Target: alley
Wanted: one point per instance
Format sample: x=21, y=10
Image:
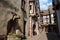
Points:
x=44, y=36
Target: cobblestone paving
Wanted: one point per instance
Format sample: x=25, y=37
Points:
x=44, y=36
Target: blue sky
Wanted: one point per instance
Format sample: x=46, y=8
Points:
x=44, y=4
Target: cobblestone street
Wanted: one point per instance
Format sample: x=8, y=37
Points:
x=45, y=36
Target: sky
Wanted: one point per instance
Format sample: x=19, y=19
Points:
x=44, y=4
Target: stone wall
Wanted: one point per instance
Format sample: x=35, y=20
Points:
x=6, y=7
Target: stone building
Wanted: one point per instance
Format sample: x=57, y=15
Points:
x=13, y=16
x=56, y=8
x=34, y=17
x=21, y=17
x=45, y=17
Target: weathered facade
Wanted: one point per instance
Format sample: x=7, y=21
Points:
x=34, y=17
x=12, y=16
x=56, y=8
x=19, y=16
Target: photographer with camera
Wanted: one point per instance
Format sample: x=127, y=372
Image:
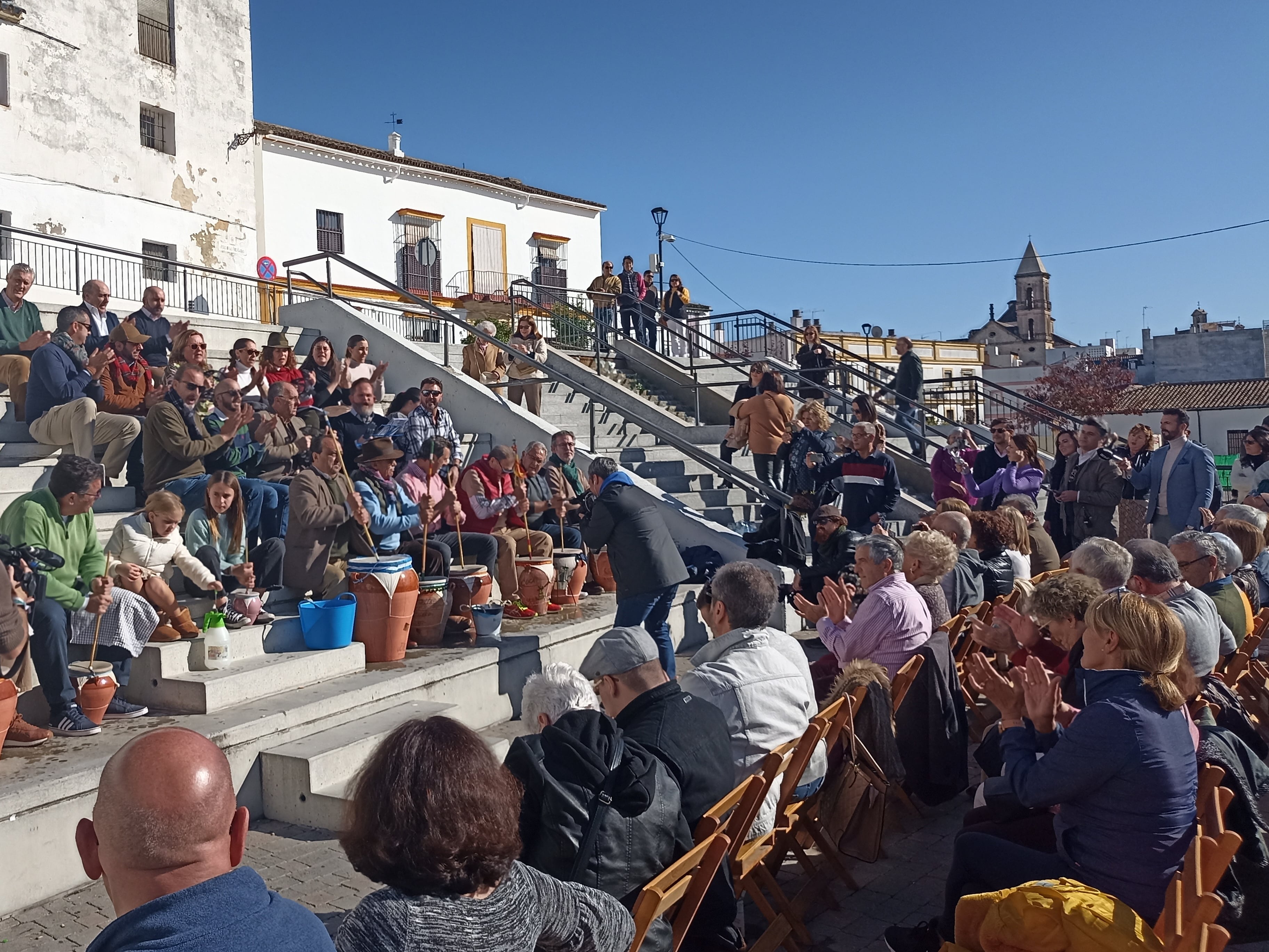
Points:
x=60, y=518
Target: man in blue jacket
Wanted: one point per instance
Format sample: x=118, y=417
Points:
x=63, y=394
x=168, y=837
x=870, y=483
x=1179, y=478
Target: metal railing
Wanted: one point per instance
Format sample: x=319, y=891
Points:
x=582, y=386
x=66, y=266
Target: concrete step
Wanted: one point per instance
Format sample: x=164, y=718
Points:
x=169, y=680
x=307, y=781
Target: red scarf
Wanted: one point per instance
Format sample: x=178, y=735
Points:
x=127, y=376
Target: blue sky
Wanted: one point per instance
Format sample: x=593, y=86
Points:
x=841, y=131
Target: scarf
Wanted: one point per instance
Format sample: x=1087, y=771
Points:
x=186, y=414
x=127, y=375
x=77, y=352
x=570, y=473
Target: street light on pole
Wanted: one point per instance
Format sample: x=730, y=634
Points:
x=659, y=216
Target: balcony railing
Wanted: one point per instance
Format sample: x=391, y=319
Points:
x=154, y=40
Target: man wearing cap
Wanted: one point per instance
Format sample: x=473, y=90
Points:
x=688, y=735
x=63, y=397
x=393, y=514
x=834, y=553
x=129, y=389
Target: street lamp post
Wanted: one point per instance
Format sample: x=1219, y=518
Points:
x=659, y=216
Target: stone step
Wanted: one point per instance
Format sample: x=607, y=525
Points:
x=307, y=781
x=247, y=680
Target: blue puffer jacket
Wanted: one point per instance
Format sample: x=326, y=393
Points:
x=1125, y=776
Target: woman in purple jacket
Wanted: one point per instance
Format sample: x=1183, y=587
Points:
x=1025, y=473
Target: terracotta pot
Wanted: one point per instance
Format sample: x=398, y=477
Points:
x=536, y=578
x=8, y=707
x=469, y=586
x=384, y=621
x=604, y=572
x=431, y=611
x=570, y=577
x=94, y=696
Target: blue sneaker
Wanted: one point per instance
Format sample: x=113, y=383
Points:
x=121, y=710
x=72, y=723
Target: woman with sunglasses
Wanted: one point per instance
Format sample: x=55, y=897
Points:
x=190, y=350
x=1253, y=467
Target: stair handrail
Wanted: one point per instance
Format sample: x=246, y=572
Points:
x=730, y=473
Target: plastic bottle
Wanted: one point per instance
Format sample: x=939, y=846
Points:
x=216, y=641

════════════════════

- _Set task_:
Repeat the whole listing above line for line, leaving out the pictures.

- _Response to the exercise_:
Target: alley
Wanted: one point per instance
Format sample: x=21, y=10
Image:
Points:
x=44, y=36
Target: cobblestone paving
Wanted: one point per instance
Format sample: x=25, y=37
Points:
x=44, y=36
Target: blue sky
Wanted: one point per instance
Format sample: x=46, y=8
Points:
x=44, y=4
Target: cobblestone street
Wanted: one point per instance
Format sample: x=8, y=37
Points:
x=45, y=36
Target: sky
Wanted: one point per instance
Format sample: x=19, y=19
Points:
x=44, y=4
Target: stone wall
Wanted: one point per instance
Format sample: x=35, y=20
Points:
x=6, y=7
Target: stone building
Wanted: one point per instance
Format sample: x=57, y=15
Points:
x=13, y=16
x=56, y=8
x=34, y=17
x=21, y=17
x=45, y=17
Target: weathered facade
Wanted: one point per instance
Format sample: x=7, y=21
Points:
x=34, y=17
x=12, y=16
x=56, y=8
x=19, y=16
Target: photographer with camera
Wanted: one point per instance
Format sample: x=127, y=372
Image:
Points:
x=60, y=518
Target: man in blue jacket
Wanted: one point per instance
Format sample: x=118, y=417
Points:
x=63, y=394
x=168, y=837
x=870, y=483
x=1179, y=478
Target: metal railing
Wanted: one point per instance
Format sample: x=319, y=891
Points:
x=582, y=386
x=66, y=266
Target: concrete step
Wanted: one point per instance
Format sample: x=164, y=718
Points:
x=169, y=680
x=307, y=781
Target: red scarf
Wanted: one point per instance
Format sample: x=178, y=735
Points:
x=127, y=376
Target: blue sky
Wanted: one point per instance
Format sample: x=593, y=86
Points:
x=841, y=131
Target: scarf
Wanted: one point per instance
Format sample: x=1087, y=771
Points:
x=186, y=414
x=127, y=375
x=77, y=352
x=570, y=473
Target: street light on pole
Wanted: one point per instance
Format sample: x=730, y=634
Points:
x=659, y=216
Target: balcony railing
Wanted: one point per instance
Format sample: x=391, y=319
Points:
x=154, y=40
Target: man wearing cap
Wanted: one point per instance
Format sample: x=473, y=90
Points:
x=688, y=735
x=63, y=397
x=393, y=514
x=834, y=553
x=129, y=389
Target: street lamp post
Wanted: one point per instance
Format sample: x=1219, y=518
Points:
x=659, y=216
Target: stone step
Wanted: one point per instance
Format sample: x=607, y=525
Points:
x=307, y=781
x=247, y=680
Target: blue puffer jacket
Wanted: one point per instance
Format sample: x=326, y=393
Points:
x=1125, y=776
Target: woman in purple jacket
Wanted: one point per instance
Format sample: x=1183, y=587
Points:
x=1025, y=473
Target: terracotta pot
Wanted: one point per instance
Format sample: x=398, y=477
Points:
x=536, y=578
x=8, y=707
x=469, y=586
x=384, y=621
x=604, y=572
x=431, y=611
x=570, y=577
x=94, y=696
Target: blue sneaker
Wanted: one point per instance
Format sample: x=113, y=383
Points:
x=121, y=710
x=72, y=723
Target: woman with sunglasses
Wanted: one point per instance
Format sample: x=55, y=897
Points:
x=190, y=350
x=1253, y=467
Target: stair handrail
Wanted: one point per instance
Format sample: x=246, y=572
Points:
x=730, y=473
Target: plastic bottle
Wanted: one point per instance
Format sample: x=939, y=846
Points:
x=216, y=641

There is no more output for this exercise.